> _What to work on_
Look through the entries below and report every line that has "returns".

(Available records begins)

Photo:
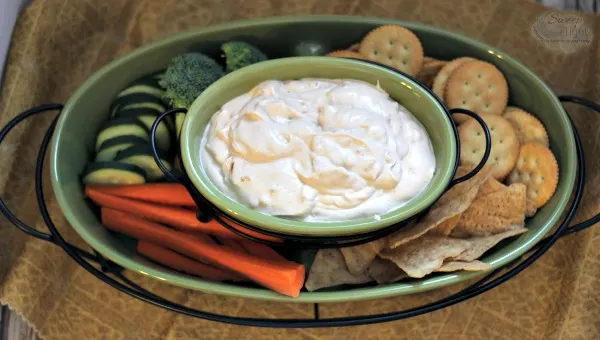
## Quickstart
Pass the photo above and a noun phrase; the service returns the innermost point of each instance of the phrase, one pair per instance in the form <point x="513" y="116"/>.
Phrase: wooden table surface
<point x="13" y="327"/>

(Available records ends)
(Available records begins)

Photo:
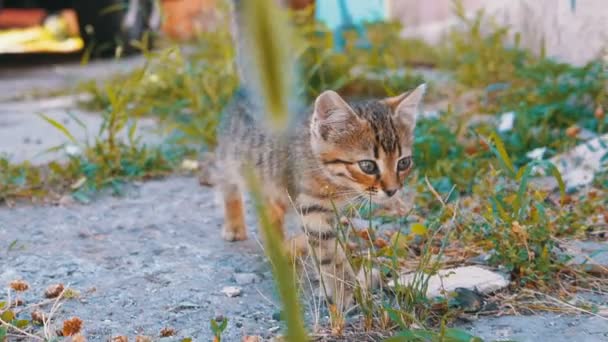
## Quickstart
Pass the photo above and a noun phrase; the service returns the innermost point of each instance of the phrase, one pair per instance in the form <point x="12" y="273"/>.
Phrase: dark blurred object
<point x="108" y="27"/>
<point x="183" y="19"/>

(Available records ends)
(Available records begins)

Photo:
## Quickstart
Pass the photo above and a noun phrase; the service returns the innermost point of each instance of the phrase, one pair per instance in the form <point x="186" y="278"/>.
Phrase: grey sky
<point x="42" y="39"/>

(Available records ends)

> _Output for this task_
Pass the photo above and a noun phrase; the service returns the innermost point of each instance of the phrase, one pair per instance in the form <point x="513" y="116"/>.
Pass the photo above and a noun phrase; the service returns the innermost point of each instance of the phrase, one pair per instance in the form <point x="12" y="273"/>.
Pass the photo above and a noun phrase; the service returns the innermost point of each instance of the phrase, one pair per instance in the form <point x="186" y="278"/>.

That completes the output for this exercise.